> **WHAT THE EXERCISE ASKS**
Retype exactly the lines that run from the line with "Where can the brown puppy's ear" to the final line of the entries, keeping both ends and nothing else.

[Excerpts from point annotation data]
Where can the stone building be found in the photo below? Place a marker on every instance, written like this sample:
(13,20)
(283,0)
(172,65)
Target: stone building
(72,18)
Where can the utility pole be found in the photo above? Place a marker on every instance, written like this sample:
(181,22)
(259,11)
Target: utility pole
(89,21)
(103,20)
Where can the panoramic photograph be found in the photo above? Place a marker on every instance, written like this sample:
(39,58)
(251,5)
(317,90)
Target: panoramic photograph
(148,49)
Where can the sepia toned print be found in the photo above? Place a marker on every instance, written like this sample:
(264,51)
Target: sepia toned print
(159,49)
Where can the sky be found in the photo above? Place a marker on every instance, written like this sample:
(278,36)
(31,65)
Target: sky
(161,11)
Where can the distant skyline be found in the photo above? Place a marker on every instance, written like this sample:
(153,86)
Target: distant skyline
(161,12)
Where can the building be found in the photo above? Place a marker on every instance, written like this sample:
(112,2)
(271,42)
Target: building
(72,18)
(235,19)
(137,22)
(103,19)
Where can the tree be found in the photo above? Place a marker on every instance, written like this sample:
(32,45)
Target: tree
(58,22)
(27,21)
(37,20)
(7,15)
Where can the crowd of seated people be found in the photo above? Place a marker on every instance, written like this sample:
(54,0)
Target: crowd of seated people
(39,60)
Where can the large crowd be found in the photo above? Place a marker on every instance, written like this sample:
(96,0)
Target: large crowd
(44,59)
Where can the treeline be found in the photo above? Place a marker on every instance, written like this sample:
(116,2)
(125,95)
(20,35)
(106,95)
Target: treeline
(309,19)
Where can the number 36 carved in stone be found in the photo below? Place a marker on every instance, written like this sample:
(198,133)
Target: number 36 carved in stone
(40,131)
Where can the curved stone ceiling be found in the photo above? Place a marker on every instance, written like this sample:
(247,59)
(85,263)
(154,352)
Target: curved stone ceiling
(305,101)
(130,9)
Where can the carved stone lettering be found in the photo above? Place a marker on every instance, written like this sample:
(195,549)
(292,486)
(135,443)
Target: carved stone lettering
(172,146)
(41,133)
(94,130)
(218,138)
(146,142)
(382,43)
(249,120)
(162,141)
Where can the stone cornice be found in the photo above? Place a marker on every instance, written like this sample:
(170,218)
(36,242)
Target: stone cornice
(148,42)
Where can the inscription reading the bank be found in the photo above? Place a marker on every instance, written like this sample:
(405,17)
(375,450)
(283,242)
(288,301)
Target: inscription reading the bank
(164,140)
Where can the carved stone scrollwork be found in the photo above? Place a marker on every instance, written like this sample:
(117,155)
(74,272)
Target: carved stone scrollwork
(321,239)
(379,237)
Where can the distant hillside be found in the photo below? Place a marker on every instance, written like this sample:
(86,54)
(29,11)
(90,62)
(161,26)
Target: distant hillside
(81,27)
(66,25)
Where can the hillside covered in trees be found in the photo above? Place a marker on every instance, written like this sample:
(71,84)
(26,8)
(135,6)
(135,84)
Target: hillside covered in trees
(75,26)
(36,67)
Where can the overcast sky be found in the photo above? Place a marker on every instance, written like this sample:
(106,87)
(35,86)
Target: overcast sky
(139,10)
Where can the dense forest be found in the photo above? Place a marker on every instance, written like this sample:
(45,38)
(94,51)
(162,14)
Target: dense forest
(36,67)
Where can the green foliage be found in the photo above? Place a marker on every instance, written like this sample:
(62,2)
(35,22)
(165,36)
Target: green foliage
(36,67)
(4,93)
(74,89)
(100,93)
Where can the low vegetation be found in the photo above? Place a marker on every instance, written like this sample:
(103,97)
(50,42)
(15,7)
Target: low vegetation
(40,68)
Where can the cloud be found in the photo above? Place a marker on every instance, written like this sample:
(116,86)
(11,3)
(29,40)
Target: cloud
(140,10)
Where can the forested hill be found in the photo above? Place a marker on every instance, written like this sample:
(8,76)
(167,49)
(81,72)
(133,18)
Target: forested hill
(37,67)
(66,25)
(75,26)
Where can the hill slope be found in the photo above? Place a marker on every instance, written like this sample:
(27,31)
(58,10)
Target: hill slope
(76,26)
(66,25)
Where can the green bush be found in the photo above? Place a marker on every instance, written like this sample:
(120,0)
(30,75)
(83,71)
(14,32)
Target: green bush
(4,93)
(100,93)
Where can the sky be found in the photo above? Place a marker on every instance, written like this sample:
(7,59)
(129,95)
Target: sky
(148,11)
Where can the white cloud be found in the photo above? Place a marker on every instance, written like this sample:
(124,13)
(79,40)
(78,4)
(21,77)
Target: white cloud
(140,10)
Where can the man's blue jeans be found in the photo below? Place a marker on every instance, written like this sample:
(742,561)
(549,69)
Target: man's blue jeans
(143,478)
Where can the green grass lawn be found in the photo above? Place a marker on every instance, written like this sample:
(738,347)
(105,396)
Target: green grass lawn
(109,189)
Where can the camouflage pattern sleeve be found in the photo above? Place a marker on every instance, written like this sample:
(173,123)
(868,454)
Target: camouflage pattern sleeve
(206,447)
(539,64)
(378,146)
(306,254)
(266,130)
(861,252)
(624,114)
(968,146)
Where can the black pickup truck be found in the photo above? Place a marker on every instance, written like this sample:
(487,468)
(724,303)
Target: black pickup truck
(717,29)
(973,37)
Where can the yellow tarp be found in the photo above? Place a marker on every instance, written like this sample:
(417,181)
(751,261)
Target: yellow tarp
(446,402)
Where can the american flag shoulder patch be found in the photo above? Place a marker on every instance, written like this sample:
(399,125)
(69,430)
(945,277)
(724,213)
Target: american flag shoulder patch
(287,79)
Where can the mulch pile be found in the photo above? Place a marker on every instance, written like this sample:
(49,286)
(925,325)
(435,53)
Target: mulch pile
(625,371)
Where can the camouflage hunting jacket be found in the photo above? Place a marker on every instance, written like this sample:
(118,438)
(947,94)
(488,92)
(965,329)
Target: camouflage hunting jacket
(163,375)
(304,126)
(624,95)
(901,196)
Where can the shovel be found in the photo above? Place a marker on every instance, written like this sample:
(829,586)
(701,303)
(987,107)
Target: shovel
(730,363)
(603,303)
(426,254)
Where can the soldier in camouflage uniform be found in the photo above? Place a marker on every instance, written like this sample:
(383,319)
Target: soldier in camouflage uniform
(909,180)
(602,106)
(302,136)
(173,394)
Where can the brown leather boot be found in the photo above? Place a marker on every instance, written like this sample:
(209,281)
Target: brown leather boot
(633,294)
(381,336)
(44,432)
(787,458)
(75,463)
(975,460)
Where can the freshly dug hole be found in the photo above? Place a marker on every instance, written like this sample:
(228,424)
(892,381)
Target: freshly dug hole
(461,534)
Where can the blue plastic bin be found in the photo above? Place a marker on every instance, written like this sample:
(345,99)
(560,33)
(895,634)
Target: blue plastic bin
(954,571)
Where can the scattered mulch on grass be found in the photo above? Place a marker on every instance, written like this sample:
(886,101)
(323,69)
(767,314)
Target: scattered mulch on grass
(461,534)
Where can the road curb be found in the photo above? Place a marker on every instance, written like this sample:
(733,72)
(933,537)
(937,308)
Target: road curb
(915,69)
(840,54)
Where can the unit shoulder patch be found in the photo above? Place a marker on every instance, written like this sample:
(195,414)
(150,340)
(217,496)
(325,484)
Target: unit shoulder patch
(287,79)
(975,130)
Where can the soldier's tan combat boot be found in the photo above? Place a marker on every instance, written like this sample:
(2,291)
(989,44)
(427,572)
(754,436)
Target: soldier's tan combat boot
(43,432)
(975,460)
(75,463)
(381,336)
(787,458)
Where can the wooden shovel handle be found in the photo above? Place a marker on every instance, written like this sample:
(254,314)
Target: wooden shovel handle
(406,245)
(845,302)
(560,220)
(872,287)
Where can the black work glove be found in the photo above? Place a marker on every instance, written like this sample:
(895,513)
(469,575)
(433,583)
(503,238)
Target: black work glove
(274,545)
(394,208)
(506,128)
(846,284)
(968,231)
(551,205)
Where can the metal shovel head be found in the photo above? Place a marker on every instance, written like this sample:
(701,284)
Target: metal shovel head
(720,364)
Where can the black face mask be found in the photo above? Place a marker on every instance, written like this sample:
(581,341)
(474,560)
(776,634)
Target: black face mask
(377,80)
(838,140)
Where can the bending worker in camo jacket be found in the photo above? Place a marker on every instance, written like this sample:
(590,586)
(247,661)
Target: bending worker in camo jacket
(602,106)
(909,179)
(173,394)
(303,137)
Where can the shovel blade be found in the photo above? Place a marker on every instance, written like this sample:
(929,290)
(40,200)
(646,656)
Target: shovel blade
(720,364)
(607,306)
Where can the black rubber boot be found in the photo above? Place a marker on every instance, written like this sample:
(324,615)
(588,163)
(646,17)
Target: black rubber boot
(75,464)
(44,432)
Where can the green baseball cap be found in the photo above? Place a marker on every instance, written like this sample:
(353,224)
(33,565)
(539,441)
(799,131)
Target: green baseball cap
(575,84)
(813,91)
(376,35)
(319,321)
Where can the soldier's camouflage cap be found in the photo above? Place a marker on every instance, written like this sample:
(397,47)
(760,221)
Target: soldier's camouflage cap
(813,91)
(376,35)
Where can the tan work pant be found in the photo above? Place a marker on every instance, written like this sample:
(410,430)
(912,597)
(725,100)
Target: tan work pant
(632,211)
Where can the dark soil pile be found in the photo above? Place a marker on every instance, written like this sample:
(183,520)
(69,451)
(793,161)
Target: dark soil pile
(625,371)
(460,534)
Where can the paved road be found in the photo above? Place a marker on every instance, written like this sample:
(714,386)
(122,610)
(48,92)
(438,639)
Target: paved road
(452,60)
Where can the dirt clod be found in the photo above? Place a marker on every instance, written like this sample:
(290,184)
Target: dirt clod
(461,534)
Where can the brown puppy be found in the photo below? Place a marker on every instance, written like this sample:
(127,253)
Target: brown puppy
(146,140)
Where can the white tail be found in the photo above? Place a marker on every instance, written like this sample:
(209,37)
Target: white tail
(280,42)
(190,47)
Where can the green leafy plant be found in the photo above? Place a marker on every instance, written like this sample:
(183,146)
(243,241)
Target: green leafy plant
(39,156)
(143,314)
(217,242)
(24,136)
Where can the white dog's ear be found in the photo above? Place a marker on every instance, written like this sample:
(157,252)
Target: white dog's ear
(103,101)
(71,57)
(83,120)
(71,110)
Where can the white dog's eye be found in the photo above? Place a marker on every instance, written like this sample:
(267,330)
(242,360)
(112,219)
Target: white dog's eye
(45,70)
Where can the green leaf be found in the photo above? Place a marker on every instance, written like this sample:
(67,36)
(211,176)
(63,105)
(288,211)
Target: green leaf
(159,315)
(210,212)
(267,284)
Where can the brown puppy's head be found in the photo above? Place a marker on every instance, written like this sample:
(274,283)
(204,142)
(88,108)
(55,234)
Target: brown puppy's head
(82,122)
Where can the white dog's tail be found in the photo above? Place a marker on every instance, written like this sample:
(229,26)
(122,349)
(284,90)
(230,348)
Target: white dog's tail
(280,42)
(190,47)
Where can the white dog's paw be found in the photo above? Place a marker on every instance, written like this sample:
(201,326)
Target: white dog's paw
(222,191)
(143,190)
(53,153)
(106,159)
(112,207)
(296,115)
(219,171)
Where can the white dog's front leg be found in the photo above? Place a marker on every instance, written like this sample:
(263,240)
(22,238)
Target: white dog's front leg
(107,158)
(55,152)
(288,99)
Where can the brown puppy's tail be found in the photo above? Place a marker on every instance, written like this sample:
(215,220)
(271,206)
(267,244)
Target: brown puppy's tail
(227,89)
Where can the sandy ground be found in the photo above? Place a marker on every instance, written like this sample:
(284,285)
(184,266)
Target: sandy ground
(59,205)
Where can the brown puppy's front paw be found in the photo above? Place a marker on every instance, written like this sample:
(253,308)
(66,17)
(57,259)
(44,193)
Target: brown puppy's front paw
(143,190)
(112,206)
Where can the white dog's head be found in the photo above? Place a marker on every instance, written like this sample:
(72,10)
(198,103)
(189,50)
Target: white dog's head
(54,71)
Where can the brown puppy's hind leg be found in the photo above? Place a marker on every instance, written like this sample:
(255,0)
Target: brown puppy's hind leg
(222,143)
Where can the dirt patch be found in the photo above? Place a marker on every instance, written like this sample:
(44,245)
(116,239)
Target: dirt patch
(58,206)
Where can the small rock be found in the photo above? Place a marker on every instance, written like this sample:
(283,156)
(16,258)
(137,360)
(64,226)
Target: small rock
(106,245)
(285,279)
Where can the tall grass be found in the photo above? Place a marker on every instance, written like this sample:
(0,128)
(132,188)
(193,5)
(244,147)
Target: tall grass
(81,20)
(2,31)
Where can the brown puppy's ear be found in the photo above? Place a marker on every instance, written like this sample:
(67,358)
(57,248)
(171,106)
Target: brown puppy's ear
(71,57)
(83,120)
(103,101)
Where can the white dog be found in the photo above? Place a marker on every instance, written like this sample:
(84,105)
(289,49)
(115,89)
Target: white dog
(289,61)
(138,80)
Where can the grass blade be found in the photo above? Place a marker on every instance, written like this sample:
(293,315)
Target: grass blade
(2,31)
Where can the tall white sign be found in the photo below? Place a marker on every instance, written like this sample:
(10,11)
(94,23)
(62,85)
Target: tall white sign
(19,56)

> **EXERCISE RESPONSE**
Where can the brown puppy's ear be found in the photo above? Place a marker on every instance, written like this sample:
(67,358)
(57,248)
(171,106)
Target: brown puppy's ear
(71,57)
(83,120)
(103,101)
Where can the white dog be found in the photo above? Place a marker on every instance, written like this sample:
(84,105)
(289,49)
(115,89)
Target: white dog
(289,61)
(138,80)
Where can the grass blade be found in the photo above? Place a marker on every instance, written like this sample:
(293,315)
Target: grass blade
(2,31)
Where can the tall white sign be found in the photo below? Place a marker on every instance, written like this sample:
(10,11)
(94,23)
(62,85)
Target: tall white sign
(19,56)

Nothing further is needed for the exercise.